— PROBLEM TO SOLVE —
Write out, exactly as they stand, the line containing "In the picture above, where can the horse forelock" and all subsequent lines up to and including the final line of the records.

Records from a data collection
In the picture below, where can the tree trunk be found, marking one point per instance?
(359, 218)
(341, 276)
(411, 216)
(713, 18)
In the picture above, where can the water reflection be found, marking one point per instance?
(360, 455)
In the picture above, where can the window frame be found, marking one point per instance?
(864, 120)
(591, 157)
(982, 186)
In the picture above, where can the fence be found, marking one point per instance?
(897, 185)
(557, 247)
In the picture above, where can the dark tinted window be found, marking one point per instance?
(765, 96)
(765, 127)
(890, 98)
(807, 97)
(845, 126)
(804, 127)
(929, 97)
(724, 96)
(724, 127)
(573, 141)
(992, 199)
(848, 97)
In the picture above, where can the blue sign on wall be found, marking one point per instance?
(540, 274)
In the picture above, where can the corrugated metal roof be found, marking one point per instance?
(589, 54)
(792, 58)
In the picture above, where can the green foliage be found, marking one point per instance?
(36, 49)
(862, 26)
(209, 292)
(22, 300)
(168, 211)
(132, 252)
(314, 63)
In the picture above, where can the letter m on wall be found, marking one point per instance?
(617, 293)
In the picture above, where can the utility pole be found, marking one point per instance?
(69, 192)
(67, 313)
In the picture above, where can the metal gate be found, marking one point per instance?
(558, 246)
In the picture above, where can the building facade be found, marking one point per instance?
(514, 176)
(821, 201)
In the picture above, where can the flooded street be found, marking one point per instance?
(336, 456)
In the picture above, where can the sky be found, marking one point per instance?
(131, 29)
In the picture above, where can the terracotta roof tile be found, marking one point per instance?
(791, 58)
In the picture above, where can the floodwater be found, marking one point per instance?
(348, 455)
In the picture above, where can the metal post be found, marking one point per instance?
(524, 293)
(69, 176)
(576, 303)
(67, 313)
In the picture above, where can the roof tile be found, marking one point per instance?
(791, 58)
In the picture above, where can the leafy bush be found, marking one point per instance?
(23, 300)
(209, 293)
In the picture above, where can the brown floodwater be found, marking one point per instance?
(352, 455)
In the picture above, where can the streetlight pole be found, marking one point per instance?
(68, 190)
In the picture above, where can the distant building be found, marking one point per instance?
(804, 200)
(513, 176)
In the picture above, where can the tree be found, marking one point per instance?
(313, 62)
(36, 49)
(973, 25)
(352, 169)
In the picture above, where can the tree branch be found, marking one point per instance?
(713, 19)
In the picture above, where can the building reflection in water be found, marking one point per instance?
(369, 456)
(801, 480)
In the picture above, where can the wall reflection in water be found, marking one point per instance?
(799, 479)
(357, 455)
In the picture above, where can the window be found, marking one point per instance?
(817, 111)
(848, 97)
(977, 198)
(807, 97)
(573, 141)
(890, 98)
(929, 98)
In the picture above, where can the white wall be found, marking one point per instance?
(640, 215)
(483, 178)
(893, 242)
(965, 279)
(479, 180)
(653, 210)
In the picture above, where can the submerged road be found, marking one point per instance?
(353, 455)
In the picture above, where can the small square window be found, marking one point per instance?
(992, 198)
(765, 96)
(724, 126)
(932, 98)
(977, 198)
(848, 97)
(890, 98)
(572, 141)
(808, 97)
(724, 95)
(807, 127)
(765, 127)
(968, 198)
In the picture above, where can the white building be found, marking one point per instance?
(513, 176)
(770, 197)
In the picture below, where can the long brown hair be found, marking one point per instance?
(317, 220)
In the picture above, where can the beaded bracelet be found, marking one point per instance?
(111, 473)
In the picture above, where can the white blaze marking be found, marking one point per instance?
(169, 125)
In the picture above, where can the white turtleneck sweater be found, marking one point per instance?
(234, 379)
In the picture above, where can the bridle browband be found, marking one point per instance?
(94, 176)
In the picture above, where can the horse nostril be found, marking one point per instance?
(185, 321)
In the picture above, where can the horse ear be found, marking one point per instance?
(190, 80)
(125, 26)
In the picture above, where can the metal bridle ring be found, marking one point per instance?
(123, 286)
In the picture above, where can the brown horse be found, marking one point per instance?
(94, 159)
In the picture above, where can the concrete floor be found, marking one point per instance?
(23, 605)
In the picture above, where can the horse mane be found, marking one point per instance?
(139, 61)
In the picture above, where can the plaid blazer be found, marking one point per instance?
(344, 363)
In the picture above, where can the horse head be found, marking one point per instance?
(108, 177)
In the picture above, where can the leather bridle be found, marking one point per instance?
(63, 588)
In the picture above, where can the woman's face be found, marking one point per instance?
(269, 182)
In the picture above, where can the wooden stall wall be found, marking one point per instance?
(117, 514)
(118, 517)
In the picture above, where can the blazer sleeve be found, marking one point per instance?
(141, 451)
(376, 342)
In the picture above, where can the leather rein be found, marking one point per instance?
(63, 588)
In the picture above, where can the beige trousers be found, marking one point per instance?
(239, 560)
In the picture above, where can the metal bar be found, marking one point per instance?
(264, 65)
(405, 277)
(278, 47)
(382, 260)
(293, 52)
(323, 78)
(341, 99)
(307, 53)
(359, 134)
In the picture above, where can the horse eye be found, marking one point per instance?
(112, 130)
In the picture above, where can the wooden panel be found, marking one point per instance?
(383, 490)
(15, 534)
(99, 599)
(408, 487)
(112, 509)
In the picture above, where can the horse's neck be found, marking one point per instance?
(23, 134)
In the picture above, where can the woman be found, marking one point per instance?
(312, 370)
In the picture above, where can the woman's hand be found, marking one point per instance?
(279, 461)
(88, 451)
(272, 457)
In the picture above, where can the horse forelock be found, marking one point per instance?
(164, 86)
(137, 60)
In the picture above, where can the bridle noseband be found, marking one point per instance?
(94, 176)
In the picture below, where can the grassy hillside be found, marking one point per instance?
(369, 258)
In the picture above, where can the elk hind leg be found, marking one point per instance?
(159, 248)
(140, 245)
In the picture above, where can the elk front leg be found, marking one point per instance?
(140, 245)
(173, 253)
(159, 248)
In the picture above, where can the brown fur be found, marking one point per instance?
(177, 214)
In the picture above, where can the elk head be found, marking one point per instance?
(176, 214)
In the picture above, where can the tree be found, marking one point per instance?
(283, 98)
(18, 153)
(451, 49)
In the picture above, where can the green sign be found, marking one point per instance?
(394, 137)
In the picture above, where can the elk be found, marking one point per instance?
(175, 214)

— RESPONSE TO THIS EXERCISE —
In the picture above, where can the horse forelock be found, marking one point per instance?
(164, 86)
(137, 60)
In the picture above, where can the bridle noseband be found, marking one point per instance?
(94, 176)
In the picture below, where can the grassy hillside be found, marking one point per instance?
(369, 258)
In the picture above, where can the elk hind leg be found, marking one point per instance?
(159, 248)
(140, 245)
In the picture above, where can the elk front leg be found, marking one point per instance?
(140, 245)
(173, 253)
(159, 248)
In the picture above, where can the brown fur be found, marking one point per instance?
(177, 214)
In the picture above, where can the elk head be found, marking one point per instance?
(176, 214)
In the picture above, where can the tree be found, marking one point per instance?
(283, 98)
(18, 153)
(451, 49)
In the picture above, where can the green sign be found, marking one point per instance?
(394, 137)
In the picture above, where can the elk be found, marking one point per instance?
(175, 214)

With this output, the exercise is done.